Which lines in the data below contain the word "frond"? Gather every one and copy it out.

· · · · · · ·

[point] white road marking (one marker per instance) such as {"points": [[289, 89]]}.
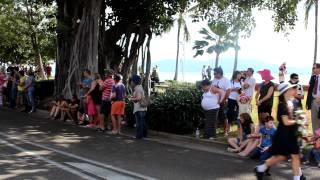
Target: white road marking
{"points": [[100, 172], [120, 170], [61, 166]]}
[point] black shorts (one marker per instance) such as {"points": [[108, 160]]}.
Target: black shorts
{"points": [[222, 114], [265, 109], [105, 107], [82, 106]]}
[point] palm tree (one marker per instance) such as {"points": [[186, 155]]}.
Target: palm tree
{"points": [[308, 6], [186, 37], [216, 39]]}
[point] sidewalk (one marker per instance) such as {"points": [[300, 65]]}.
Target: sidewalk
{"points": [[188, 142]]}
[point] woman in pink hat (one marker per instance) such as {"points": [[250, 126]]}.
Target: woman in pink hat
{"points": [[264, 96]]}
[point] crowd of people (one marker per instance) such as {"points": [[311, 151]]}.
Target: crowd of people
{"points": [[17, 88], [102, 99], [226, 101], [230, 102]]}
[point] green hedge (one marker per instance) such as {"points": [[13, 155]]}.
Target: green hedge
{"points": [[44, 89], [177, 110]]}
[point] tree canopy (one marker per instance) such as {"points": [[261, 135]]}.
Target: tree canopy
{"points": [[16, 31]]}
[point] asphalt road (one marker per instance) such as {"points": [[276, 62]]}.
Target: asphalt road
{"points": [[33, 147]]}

· · · · · · ·

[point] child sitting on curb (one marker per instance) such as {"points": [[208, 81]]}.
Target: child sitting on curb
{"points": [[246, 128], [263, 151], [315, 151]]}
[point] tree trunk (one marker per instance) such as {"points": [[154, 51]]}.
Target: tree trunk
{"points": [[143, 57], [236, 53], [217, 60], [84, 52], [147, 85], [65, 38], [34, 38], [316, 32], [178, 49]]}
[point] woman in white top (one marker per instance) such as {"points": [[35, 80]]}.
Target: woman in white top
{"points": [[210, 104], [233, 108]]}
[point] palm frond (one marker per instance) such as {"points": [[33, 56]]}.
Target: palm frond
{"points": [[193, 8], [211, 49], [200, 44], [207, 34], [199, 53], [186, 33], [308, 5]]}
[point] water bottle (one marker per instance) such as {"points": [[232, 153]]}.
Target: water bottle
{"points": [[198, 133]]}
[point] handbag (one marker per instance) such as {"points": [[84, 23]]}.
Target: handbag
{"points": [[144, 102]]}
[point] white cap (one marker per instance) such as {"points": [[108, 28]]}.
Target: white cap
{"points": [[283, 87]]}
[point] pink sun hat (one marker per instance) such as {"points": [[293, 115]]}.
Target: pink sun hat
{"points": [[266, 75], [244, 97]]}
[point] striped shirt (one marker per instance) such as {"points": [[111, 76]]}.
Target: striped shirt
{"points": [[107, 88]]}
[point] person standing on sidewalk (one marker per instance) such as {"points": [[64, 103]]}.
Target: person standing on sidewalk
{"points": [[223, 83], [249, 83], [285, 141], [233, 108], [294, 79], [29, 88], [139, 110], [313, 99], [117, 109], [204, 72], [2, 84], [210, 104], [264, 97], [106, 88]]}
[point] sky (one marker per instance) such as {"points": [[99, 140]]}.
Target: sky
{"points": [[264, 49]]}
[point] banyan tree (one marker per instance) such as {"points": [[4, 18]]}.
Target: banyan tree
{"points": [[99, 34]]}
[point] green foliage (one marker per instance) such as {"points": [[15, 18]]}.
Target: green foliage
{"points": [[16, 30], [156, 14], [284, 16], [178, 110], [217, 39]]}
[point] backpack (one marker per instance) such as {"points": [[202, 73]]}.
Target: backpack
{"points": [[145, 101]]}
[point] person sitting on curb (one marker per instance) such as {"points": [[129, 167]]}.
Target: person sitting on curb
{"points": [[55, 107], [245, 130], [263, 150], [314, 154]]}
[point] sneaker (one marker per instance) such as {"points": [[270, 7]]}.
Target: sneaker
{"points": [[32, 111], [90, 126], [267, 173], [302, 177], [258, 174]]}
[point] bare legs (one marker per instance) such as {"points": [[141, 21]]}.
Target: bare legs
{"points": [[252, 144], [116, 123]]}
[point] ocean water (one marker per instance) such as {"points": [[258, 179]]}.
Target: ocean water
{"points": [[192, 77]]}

· · · · · · ·

### THE RESULT
[point] palm frond (one marker per instance) such as {"points": [[33, 56]]}.
Target: palm frond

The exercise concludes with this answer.